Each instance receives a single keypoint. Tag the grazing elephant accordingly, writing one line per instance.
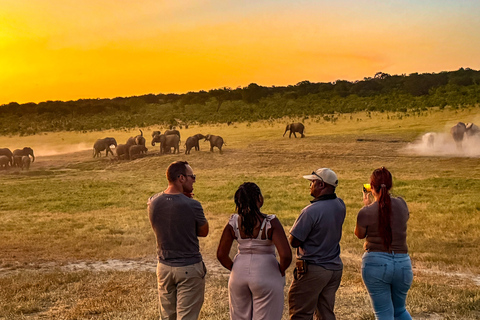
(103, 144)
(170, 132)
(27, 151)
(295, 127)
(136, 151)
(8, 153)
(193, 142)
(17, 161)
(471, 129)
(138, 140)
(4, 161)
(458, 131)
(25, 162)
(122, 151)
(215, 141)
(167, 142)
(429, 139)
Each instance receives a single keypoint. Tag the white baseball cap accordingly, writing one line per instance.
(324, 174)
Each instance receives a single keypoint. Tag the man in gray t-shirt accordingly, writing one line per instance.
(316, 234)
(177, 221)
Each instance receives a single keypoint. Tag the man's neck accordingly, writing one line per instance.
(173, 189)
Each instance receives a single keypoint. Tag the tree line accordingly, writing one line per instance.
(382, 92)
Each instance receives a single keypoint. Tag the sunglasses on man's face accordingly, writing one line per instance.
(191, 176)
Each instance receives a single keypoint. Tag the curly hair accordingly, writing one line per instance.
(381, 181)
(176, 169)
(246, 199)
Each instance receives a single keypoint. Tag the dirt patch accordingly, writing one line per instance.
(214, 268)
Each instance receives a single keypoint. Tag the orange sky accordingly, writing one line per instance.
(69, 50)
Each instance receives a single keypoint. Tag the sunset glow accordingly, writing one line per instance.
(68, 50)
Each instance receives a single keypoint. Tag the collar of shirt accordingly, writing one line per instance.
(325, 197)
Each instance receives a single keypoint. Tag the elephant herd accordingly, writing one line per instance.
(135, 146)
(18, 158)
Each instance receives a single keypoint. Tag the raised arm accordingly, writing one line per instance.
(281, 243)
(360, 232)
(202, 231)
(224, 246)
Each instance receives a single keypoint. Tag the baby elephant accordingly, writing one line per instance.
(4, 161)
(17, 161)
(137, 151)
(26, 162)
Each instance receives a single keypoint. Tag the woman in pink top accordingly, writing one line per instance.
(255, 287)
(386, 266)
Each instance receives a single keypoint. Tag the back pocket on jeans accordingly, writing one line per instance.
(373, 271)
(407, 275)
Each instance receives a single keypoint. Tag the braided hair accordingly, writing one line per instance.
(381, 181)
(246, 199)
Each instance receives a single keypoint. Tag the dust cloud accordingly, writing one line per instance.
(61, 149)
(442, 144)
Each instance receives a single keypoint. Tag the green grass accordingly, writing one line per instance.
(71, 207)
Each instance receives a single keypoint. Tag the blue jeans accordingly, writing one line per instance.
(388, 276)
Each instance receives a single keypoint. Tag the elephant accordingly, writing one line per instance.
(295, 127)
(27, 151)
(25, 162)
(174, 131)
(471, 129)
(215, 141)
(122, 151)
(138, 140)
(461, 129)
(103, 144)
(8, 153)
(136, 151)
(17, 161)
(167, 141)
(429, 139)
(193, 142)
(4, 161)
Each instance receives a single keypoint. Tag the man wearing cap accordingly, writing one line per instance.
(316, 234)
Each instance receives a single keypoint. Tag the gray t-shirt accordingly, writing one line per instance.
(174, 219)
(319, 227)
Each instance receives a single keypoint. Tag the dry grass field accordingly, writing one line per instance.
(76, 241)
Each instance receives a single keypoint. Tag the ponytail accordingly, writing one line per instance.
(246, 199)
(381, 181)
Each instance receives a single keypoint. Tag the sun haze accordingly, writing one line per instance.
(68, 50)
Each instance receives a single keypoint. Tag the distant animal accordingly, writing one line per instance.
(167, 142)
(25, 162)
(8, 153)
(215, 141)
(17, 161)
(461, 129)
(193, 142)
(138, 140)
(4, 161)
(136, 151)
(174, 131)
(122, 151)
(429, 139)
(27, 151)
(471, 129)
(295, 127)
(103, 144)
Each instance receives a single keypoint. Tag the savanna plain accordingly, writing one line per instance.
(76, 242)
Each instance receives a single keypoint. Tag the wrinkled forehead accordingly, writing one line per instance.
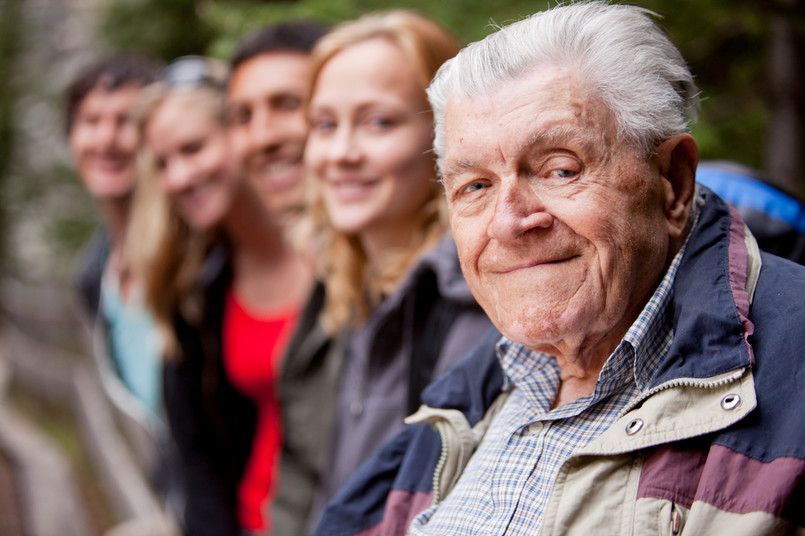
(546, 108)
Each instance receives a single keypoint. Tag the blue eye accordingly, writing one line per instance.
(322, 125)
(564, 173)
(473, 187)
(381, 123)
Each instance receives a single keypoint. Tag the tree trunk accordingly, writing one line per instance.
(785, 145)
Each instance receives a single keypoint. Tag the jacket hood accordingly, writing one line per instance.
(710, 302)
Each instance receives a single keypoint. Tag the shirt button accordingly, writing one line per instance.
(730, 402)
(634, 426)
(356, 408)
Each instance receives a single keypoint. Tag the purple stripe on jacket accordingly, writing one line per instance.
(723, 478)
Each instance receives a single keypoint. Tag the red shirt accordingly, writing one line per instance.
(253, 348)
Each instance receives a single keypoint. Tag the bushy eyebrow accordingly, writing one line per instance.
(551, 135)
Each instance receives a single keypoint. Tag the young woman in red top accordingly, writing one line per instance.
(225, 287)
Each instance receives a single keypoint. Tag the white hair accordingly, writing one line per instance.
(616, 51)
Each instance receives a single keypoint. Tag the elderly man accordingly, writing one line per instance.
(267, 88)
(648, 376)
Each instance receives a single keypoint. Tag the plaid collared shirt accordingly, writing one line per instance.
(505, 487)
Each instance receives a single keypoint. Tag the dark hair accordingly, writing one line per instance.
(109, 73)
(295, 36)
-.-.-
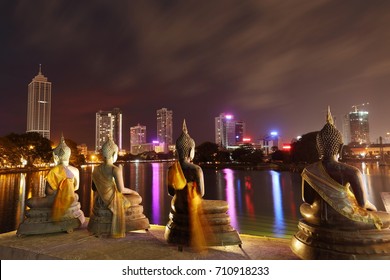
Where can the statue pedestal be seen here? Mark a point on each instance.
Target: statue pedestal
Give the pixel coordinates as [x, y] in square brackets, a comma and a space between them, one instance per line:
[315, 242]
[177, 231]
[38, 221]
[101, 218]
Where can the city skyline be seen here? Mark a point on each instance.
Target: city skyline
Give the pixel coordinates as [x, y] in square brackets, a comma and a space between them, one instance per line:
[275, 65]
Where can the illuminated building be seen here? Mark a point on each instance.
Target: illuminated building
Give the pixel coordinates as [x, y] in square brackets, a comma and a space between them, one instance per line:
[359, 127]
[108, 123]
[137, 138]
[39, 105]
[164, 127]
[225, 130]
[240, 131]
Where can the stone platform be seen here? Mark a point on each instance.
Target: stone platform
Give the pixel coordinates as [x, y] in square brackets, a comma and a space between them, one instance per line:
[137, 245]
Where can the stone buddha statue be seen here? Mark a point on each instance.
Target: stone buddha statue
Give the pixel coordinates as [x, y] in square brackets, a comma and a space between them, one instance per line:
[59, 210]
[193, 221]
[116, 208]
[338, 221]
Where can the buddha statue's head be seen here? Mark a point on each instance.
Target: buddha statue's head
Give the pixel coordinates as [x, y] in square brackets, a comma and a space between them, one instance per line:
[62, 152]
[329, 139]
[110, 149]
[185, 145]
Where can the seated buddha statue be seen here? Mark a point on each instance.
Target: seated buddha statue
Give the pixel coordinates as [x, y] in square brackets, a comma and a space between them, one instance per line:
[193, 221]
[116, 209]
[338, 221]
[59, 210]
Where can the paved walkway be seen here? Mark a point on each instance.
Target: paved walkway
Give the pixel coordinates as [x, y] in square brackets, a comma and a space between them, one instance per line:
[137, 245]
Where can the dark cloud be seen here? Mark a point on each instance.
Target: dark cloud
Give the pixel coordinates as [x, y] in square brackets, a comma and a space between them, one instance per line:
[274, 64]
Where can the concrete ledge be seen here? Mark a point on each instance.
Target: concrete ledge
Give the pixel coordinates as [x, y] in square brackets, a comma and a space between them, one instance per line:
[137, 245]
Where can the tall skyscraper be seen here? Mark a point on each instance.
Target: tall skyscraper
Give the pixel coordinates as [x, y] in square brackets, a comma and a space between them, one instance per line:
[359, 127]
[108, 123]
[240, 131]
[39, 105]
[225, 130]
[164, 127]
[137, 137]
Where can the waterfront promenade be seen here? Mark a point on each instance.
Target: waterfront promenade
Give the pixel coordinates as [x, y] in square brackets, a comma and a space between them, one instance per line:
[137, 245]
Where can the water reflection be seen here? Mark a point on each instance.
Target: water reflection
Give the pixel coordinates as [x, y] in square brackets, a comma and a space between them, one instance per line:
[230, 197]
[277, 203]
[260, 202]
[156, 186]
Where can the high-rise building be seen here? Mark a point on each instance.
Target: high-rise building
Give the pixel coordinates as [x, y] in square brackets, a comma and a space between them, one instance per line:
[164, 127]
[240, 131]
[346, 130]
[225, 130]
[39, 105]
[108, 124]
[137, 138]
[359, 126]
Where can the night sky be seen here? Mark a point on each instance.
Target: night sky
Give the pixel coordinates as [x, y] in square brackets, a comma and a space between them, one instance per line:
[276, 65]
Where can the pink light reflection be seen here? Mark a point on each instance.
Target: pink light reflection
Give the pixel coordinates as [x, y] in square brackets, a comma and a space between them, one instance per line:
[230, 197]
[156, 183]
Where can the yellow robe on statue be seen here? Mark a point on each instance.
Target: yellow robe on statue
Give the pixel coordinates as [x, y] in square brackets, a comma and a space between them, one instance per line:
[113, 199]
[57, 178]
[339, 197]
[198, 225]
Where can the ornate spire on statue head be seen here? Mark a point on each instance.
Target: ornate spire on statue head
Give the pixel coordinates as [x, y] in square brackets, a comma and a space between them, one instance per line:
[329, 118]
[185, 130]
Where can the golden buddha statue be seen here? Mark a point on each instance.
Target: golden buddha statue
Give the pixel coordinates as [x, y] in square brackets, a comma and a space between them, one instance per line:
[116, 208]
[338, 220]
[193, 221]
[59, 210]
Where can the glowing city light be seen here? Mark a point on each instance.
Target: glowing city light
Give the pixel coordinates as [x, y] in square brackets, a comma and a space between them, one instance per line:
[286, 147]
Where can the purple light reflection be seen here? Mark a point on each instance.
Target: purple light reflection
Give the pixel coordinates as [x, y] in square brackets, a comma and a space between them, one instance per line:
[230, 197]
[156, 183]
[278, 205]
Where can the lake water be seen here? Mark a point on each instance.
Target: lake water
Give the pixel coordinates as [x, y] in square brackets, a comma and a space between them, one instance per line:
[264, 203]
-.-.-
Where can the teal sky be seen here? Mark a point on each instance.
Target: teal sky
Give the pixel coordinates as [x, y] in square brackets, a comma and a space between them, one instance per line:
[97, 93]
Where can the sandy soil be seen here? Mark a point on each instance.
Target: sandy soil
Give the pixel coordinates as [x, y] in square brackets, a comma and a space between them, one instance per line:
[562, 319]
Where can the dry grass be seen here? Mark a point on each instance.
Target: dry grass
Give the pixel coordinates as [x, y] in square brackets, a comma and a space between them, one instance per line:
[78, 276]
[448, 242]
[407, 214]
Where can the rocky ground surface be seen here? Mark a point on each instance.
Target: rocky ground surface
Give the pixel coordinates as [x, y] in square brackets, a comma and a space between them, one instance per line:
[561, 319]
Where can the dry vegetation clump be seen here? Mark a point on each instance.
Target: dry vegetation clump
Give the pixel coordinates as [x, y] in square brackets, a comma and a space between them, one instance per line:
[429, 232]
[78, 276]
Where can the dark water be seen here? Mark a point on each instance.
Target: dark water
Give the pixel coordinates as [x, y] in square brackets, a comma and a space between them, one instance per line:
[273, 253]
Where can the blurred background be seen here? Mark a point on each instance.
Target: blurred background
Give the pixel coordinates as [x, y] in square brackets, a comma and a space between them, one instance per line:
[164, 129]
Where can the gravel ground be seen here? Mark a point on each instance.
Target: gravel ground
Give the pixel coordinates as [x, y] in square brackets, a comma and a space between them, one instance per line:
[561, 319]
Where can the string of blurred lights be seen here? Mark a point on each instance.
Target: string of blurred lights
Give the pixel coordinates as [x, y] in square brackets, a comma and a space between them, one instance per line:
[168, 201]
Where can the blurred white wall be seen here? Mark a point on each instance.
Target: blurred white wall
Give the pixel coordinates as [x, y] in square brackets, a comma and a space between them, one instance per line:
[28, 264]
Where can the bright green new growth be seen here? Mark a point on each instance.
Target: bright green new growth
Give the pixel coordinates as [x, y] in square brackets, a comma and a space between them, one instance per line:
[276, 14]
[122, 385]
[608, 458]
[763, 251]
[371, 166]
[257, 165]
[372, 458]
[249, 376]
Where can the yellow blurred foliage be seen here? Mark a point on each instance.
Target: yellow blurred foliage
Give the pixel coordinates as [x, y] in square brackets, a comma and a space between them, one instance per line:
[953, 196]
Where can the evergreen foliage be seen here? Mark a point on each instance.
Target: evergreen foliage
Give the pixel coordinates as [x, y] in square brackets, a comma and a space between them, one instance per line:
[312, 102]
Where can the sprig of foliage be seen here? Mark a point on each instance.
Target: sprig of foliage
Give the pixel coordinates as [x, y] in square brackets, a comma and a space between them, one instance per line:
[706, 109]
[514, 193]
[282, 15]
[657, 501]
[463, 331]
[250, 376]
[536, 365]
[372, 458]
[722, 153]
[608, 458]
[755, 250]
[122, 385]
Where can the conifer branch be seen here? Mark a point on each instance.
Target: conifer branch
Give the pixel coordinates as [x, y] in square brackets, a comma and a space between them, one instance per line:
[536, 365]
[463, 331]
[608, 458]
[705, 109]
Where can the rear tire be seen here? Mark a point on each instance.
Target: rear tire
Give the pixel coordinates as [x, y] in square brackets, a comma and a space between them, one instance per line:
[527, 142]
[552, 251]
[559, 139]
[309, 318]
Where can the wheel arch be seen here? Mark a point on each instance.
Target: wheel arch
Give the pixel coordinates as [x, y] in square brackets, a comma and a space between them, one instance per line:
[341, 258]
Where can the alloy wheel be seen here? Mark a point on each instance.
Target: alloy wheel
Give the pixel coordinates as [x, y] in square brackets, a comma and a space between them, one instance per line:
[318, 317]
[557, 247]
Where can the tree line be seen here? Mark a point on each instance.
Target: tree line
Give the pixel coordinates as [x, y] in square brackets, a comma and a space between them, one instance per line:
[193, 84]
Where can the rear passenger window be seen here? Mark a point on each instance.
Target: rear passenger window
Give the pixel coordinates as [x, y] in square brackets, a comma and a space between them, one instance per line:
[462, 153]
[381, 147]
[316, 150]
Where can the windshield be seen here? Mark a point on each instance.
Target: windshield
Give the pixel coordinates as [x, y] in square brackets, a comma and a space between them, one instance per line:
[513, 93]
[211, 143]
-.-.-
Exercise objective:
Please identify every line above that contains the word "alloy" and copy each of those lines in full. Case counts, so match only that capitalization.

Exercise result:
Where can the alloy wheel be seen here? Mark a point on each instance.
Target: alloy wheel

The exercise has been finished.